**WRITTEN INSTRUCTION**.
Reproduce the items below, substituting "hallway count" for every occurrence of "corridor tally" and leaving everything else unchanged.

**ENTRIES PROVIDED**.
# # #

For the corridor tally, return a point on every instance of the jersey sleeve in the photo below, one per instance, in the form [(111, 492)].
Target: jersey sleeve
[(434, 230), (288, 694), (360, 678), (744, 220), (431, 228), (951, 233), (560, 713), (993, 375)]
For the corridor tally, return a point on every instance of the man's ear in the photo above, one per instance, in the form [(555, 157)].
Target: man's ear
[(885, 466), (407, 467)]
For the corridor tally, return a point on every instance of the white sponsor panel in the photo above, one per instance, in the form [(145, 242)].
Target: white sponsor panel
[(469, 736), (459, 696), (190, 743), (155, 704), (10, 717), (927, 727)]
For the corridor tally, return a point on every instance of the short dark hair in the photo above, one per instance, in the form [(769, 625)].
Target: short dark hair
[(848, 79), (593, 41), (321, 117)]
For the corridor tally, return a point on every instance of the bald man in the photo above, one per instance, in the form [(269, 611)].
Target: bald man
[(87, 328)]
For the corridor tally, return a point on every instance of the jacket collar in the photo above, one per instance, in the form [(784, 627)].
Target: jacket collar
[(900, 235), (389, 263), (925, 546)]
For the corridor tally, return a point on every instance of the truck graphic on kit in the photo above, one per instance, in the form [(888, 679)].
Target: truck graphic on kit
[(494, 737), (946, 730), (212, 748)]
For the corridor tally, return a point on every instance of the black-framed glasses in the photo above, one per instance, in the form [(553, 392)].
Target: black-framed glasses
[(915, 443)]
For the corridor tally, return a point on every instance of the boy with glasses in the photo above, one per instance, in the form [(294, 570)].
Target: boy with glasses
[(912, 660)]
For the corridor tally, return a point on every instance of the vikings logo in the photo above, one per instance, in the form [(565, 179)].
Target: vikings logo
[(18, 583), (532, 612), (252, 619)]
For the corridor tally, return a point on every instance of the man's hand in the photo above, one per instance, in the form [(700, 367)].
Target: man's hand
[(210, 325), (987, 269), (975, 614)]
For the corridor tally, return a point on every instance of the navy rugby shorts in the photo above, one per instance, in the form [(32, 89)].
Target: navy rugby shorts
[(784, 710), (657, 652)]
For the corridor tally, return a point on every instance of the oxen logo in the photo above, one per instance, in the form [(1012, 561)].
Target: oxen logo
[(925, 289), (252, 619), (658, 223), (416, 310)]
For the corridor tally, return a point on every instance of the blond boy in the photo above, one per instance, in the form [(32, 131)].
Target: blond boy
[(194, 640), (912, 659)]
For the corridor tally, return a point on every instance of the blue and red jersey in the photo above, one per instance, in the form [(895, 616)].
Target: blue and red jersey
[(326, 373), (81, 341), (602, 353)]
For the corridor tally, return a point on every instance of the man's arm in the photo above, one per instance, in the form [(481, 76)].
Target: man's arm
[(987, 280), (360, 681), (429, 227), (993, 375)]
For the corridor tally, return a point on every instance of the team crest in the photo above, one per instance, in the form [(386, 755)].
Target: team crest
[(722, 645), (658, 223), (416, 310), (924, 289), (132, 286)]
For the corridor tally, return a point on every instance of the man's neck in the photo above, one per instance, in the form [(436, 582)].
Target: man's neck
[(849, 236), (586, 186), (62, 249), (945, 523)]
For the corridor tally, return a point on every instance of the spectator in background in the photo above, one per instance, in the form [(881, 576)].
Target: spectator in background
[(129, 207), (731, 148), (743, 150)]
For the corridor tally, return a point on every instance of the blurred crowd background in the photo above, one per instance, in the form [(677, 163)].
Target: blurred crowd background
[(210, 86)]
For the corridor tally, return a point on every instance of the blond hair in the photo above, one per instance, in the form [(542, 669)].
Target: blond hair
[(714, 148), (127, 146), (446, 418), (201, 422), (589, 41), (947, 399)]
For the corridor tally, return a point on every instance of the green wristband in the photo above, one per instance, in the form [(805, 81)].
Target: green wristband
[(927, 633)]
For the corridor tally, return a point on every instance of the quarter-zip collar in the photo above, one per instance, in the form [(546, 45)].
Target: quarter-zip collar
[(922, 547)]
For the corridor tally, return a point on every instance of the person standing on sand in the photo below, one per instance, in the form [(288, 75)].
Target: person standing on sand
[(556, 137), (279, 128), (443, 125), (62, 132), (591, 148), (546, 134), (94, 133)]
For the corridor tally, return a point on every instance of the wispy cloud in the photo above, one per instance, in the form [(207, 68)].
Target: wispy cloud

# # #

**TASK SOLUTION**.
For the hallway count, return a point on every instance of the jersey sleeve in the photo below, one per instance, in the form [(111, 492)].
Target: jersey sleeve
[(434, 230), (288, 694), (360, 678), (744, 220), (431, 228), (951, 233), (560, 713), (993, 375)]
For the hallway count, return a point on every instance of the man's ear in the photo above, one per instance, in the form [(555, 157)].
Target: man's ear
[(885, 466), (407, 467)]
For the hallway count, return a point on every instance of the white sponsor panel in the photo above, one per instance, in the form [(145, 242)].
Target: white sponsor panel
[(469, 736), (459, 696), (190, 743), (155, 704), (10, 717), (927, 727)]
For the hallway count, return a point on every instance of the short dark hair in the photo above, one per instance, in the form [(769, 625)].
Target: short dark hair
[(848, 79), (593, 41), (321, 117)]
For the hallway count, return a point on every instance of the bald man in the photo above, one per instance, in the form [(269, 611)].
Target: bald man
[(87, 328)]
For the hallway count, return a point on every instance of the jacket collar in the photo above, one per instance, in the form [(784, 627)].
Target: jacket collar
[(900, 235), (389, 263), (925, 546)]
For the hallway count, return a point on every instance of the truck graphic on kit in the photo above, one per instance, in the form [(888, 679)].
Target: truck graphic on kit
[(494, 737), (946, 730), (212, 748)]
For the hallway count, return a point on every instance of the black-framed glasses in the photo above, one per instance, in the form [(553, 392)].
Target: black-framed glasses
[(915, 443)]
For the hallway count, return a point on every instance of the boy with glasses in the photo above, one per instance, in the form [(294, 570)].
Target: boy with glasses
[(912, 660)]
For the hallway count, return a point on every instance of the vikings logo in the photo above, one per instance, in the form [(565, 179)].
Target: vikings logo
[(18, 583), (532, 612), (252, 619)]
For the hallway count, return a point on every instance of the man's hand in the photo above, one per instance, in the form [(700, 367)].
Target: man's hand
[(210, 325), (987, 269), (975, 614)]
For the hallway count, return a point on every instance of the navy rugby shorts in the photo above, one per instance, in the form [(32, 89)].
Target: navy rugby shorts
[(784, 710), (657, 652)]
For the hallway count, return a point on every instance of the oxen logo in the photo above, one per instance, in the form [(1012, 561)].
Target: oxen logo
[(925, 289), (252, 619), (658, 223), (416, 310)]
For the hallway count, return a point on every instance of the blond boy in the photo above, one per instance, in the form [(32, 131)].
Target: blond boy
[(194, 640), (912, 659)]
For the hallway count, return a point on every instance of the blue and red jersey in the photo above, one per instance, in the form [(895, 616)].
Target: blue and red jersey
[(326, 373), (81, 341), (602, 353)]
For the hallway count, return a point on every instance of the man's arm in the photo above, one per instance, in the form [(481, 76)].
Target: man's arm
[(987, 280), (360, 681), (429, 227), (993, 375)]
For the hallway count, return a point on every instance of the team crest in the photo above, one per instance, in the form [(386, 755)].
Target: team crest
[(722, 645), (658, 223), (416, 310), (924, 289), (132, 286)]
For the hallway count, return a point on every instance of the man's neck in the photo above, one per instance, in the form [(436, 582)].
Target: man's neck
[(849, 236), (586, 186), (62, 249), (945, 523)]
For the hallway count, return a point on every instance of the spectator in background in the photo above, one per instance, in the form [(881, 576)].
Target: spectator in background
[(129, 207), (731, 148), (743, 150)]
For the hallway count, return a point on every instance of the blurred crowd background in the photo above, one per instance, in the form [(677, 163)].
Target: blurred crowd background
[(210, 86)]
For the hallway count, return a point on every instance of the blond hair in the photo above, one per instance, in the form [(542, 669)].
Target: blond hair
[(714, 148), (127, 146), (446, 418), (201, 422), (589, 41), (947, 399)]
For the hallway count, return a point on every instance of the green wristband in the photo above, one per instance, in the form [(805, 81)].
Target: green wristband
[(927, 633)]
For the hallway count, return a point on every instance of the quarter-zip collar in the photo above, one per instance, in the form [(546, 45)].
Target: quarter-zip collar
[(922, 547)]
For the hallway count, return a point on every instance of the person standing on sand in the photo below, one per instance, in the form [(288, 75)].
Target: person standing on sand
[(556, 137), (279, 128), (443, 125), (62, 132), (591, 148), (546, 134), (94, 133)]
For the hallway count, return a point on every instance of the wispy cloud in the photo above, one per instance, in the form [(207, 68)].
Target: wispy cloud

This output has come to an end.